→ Pointing records:
══════

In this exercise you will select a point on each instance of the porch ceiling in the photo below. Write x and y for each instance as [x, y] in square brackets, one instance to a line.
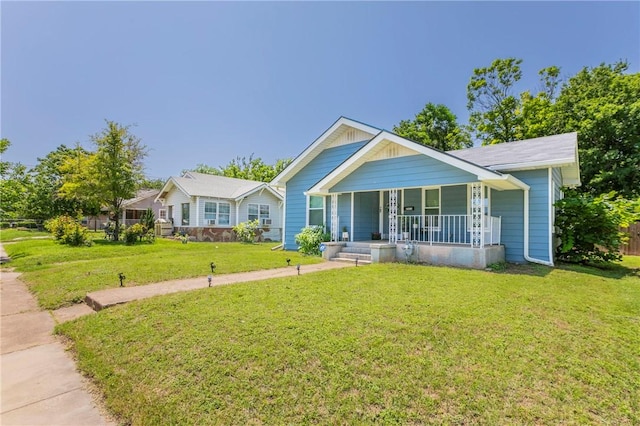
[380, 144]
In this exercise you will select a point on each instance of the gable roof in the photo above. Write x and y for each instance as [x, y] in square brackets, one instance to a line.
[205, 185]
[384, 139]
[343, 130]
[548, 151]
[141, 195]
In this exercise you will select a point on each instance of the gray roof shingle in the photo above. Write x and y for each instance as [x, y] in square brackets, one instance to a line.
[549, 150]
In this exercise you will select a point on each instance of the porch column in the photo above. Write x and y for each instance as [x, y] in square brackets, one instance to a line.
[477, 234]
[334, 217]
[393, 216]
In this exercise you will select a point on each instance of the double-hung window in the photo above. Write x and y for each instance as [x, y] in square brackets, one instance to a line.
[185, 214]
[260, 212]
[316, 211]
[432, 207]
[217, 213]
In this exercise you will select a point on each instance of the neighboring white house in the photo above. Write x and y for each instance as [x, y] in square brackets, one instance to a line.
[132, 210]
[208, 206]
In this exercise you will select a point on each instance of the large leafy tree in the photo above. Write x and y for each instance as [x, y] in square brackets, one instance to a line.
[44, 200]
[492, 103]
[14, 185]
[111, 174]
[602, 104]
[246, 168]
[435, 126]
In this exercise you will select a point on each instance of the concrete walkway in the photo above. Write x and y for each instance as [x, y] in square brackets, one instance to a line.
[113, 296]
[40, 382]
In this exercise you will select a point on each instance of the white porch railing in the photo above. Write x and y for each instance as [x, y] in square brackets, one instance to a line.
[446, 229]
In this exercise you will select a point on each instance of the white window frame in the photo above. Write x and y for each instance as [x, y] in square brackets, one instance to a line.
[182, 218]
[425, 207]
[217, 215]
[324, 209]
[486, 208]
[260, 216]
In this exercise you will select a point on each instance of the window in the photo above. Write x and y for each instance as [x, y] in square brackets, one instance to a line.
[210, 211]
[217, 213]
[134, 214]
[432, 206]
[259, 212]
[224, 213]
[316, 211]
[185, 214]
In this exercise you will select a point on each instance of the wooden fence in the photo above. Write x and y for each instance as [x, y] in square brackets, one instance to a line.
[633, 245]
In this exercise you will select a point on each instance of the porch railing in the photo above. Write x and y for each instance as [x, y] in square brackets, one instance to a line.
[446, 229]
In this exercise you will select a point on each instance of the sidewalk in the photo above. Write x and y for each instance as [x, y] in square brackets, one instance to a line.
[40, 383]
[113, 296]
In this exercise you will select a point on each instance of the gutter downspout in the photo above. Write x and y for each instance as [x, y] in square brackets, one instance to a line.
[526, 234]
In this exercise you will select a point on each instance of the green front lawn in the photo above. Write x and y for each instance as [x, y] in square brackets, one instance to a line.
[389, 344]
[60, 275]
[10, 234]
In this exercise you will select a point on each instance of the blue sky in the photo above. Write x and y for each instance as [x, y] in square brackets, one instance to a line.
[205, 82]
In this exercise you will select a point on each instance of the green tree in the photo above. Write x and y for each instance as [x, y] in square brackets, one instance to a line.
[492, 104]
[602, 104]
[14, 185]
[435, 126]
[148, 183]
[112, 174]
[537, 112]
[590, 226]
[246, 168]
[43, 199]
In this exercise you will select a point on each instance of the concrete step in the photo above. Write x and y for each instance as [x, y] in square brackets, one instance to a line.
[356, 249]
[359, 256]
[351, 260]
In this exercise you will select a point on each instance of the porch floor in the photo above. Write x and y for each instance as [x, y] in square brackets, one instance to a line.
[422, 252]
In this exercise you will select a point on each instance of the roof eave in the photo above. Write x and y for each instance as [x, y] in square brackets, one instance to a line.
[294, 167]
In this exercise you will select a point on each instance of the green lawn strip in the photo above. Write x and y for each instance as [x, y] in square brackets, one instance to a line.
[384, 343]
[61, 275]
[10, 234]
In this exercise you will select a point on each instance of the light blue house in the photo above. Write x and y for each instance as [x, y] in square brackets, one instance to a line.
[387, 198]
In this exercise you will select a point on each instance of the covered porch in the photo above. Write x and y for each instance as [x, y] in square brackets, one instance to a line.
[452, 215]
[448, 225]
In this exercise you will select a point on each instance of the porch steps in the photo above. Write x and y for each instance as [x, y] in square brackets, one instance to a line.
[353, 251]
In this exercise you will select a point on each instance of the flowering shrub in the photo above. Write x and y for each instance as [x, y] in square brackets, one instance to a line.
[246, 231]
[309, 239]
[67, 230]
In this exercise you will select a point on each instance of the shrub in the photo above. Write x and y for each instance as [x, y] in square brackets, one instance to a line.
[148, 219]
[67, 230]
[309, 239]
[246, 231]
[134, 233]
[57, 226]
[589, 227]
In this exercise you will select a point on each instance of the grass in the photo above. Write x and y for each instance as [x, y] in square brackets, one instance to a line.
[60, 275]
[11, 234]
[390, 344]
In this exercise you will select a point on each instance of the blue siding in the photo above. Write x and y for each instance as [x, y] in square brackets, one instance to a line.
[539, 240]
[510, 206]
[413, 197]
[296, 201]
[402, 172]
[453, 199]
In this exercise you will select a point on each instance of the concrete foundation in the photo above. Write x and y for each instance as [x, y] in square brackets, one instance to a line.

══════

→ TASK STATEMENT:
The material above must be printed exactly, with its pictures left out.

→ COMPLETED TASK:
In this exercise you will select a point on each instance of the porch ceiling in the photo below. Write x and y for each instance as [x, y] in square brackets, one instance to a line.
[380, 144]
In this exercise you will select a point on each instance of the gable roof in the photo above. Write x and y for each instance as [x, y] in square brackets, one instance to a line.
[205, 185]
[384, 139]
[343, 130]
[548, 151]
[141, 195]
In this exercise you will select a point on each instance of the gray roof shingle in the photo above. Write x and y for each instance as [x, y] in square brackets, one instance to a line.
[549, 150]
In this exercise you will select a point on each instance of the porch column in the photo above. Write x and y for each instance as [x, y] in square brackets, one instance to a line.
[477, 234]
[334, 217]
[393, 216]
In this exercise you will select a point on each instance of the double-hung window in the photo above. Write x and y for each instance as [x, y] in square brackets, one instance to a line.
[185, 214]
[260, 212]
[316, 211]
[432, 207]
[217, 213]
In this exercise you will select a point on each instance of the neighboring white house in the photo above. Write x and y for each instance as [x, y] in square brackets, one instance to a line.
[132, 210]
[208, 206]
In this exercise you will select a point on each instance of the large leafy tree in the photo above. Write x and y for each instance as [x, y] in square brackets, one instance to a line.
[44, 200]
[492, 103]
[14, 185]
[111, 174]
[602, 104]
[246, 168]
[435, 126]
In this exercise you will select a point on each instance of the concrete walkway in the photo above. Write x and y for each instance as [x, y] in square brackets, one instance to a line.
[113, 296]
[40, 382]
In this exercise you will select a point on each instance of the white porch railing in the photo above. Write x and y for each instance as [x, y] in square brackets, one instance to a line.
[446, 229]
In this exercise you will select a point on each instance of the white window frame in the photo above. Write x and y for each instance as [x, y] in square brackets, one instance to a line.
[182, 218]
[425, 207]
[217, 215]
[324, 209]
[486, 208]
[260, 216]
In this exercise you will select a point on each instance of the window in the photo above. Write x and y for each instance as [x, y] in square brackets, one instance to a line.
[210, 211]
[217, 213]
[134, 214]
[432, 206]
[259, 212]
[224, 213]
[316, 211]
[185, 214]
In this exercise you will select a point on each instance of the wooden fence in the photo above. Write x and y for each instance as [x, y] in square brackets, one instance to a line.
[633, 245]
In this exercise you will select a point on each instance of the porch railing in the photo above. Write x and y for each instance as [x, y] in square brackets, one instance to a line.
[446, 229]
In this exercise you will select a point on each instance of the sidewalk in the photo above. Write x and y for each instance as [x, y] in square brackets, one instance to a line.
[40, 383]
[113, 296]
In this exercise you will select a point on each instance of the gutter downspout in the photo above. Write x and y for each instance as [x, y] in square brackets, one instance to a line.
[526, 234]
In this exercise you will select a point on each instance of the green front lawn in the photo above. Write x and y for each instance as [x, y] in square brackets, one instance to a line.
[389, 344]
[60, 275]
[10, 234]
In this exercise you will select a point on each instance of the blue sky in the photo above. Write x and y for each instance as [x, y] in square brackets, one instance to a line.
[205, 82]
In this exercise you will select a point on each instance of the green tree in the photo above. Write x and y for each instance as [x, y] in square brackets, one instance to a line.
[492, 104]
[602, 104]
[14, 185]
[435, 126]
[148, 183]
[112, 174]
[537, 112]
[590, 226]
[246, 168]
[43, 199]
In this exercise you will select a point on each instance of the concrete step in the photo above. Write x and y for each instance as [x, y] in square brackets, one instance to a line.
[356, 249]
[359, 256]
[351, 260]
In this exercise you will select a point on each instance of the porch floor in the photo above. Write x and y for each instance as [x, y] in square brackets, one instance to a line.
[422, 252]
In this exercise you will select a point on each instance of the roof eave in the photo above. Write x and y for each instance as [x, y] in square brackets, one instance to a line.
[294, 167]
In this exercise you will select a point on each instance of the green lawn strip in the photo above. Write x and y for each instance as [x, y] in square brackets, one instance to a line.
[384, 343]
[61, 275]
[10, 234]
In this exercise you will select a point on each instance of the light blue house in the photo above. Write x and y for each instance as [x, y] in square brackets, one instance to a line.
[387, 198]
In this exercise you will select a point on each instance of the covered porch in the photo above. Write x and y for each instance as [x, y] in square brackets, one instance to a line.
[452, 215]
[448, 225]
In this exercise you will select a point on each instance of the porch steps in the photo above. Write x and y for each instance as [x, y] in square brackets, one instance to a line.
[353, 251]
In this exercise you will select a point on each instance of the flowering shrub in the photo above. Write x and y for each instance as [x, y] in square brackets, one instance to a line.
[246, 231]
[309, 239]
[67, 230]
In this exercise you will select a point on each instance of the shrub in the photo above. Write x and y for each instance as [x, y] in square brackets, one instance to a line.
[148, 219]
[67, 230]
[309, 239]
[246, 231]
[134, 233]
[57, 226]
[589, 227]
In this exercise you will select a point on each instance of the grass in the photo above. Write x and y for each instance as [x, y] in square brackets, one instance to a line.
[60, 275]
[11, 234]
[390, 344]
In this exercise you will select a point on each instance of the blue siding in the photo above. Write x and y for each instance as [x, y] in square brackets, one instance to a line.
[539, 240]
[510, 206]
[413, 197]
[296, 201]
[402, 172]
[453, 199]
In this exercise you will select a point on each instance of the concrete foundation in the photo above. Write x and y for each instance as [x, y] in square brackets, one instance to a line.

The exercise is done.